Written request: Quote the lines below exactly, from the one that holds "Where can you find the digital" through the final line of the records, and only those.

Information provided:

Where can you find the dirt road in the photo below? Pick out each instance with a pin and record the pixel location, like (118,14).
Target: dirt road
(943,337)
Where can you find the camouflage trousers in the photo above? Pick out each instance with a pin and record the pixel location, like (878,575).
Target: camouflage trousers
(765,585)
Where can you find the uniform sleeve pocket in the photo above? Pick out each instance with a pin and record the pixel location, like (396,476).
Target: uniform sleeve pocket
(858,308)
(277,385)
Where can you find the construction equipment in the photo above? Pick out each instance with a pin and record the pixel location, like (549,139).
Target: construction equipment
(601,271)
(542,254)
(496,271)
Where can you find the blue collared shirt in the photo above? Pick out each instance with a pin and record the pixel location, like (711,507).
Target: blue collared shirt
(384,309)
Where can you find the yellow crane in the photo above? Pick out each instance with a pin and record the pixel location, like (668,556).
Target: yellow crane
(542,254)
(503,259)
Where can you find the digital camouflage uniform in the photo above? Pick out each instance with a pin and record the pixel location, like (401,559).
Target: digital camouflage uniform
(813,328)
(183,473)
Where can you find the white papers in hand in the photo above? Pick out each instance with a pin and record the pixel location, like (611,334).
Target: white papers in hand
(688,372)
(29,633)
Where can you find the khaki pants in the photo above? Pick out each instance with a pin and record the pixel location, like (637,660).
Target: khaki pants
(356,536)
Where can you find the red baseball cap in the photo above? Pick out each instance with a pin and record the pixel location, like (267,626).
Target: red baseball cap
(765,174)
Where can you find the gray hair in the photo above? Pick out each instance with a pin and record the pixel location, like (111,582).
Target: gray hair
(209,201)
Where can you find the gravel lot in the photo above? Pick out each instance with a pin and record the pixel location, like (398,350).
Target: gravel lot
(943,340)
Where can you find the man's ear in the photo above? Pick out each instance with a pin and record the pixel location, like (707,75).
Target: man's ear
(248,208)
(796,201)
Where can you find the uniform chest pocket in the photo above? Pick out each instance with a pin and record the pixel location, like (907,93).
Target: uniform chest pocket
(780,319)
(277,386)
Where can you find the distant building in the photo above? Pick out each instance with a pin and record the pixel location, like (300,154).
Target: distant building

Output for this exercise:
Where can you find the digital camouflage uniform in the photo above? Pick out each instance with a pin and record the pixel location, like (401,559).
Target: digital camouflage uniform
(813,328)
(183,473)
Where can you find the white papers in hand in the photo above? Pick out each instance with a pin and record the pixel location, like (611,334).
Target: white papers in hand
(688,372)
(29,633)
Where can you find the khaki pants in the photo above? Pick out each instance with a pin and record the pixel location, like (637,660).
Target: khaki pants
(356,536)
Where can you find the red baseball cap in the photo above? Pick out each instance with a pin and record the pixel location, like (267,626).
Target: red baseball cap
(765,174)
Where can you find the gray hair in the photo above? Pick out each instance with a pin and record the pixel location, like (111,582).
Target: gray hair
(209,201)
Where can you find the gravel lot in the photo above? Pick out each instance with a pin and record the pixel location, like (398,350).
Target: gravel lot
(943,340)
Where can you find the man's ear in the photo above? Pick out each instance with a pin and record the pixel location, like (707,75).
Target: man's ear
(248,208)
(796,201)
Where can you find the uniform chest pocket in the photo above? Pick out each instance with a pin and record the pixel location, like (907,93).
Target: uniform chest pocket
(780,319)
(277,386)
Where can you find the distant building in the photo above? Pick out each instance with a pin and record the pixel location, like (300,154).
Target: distant building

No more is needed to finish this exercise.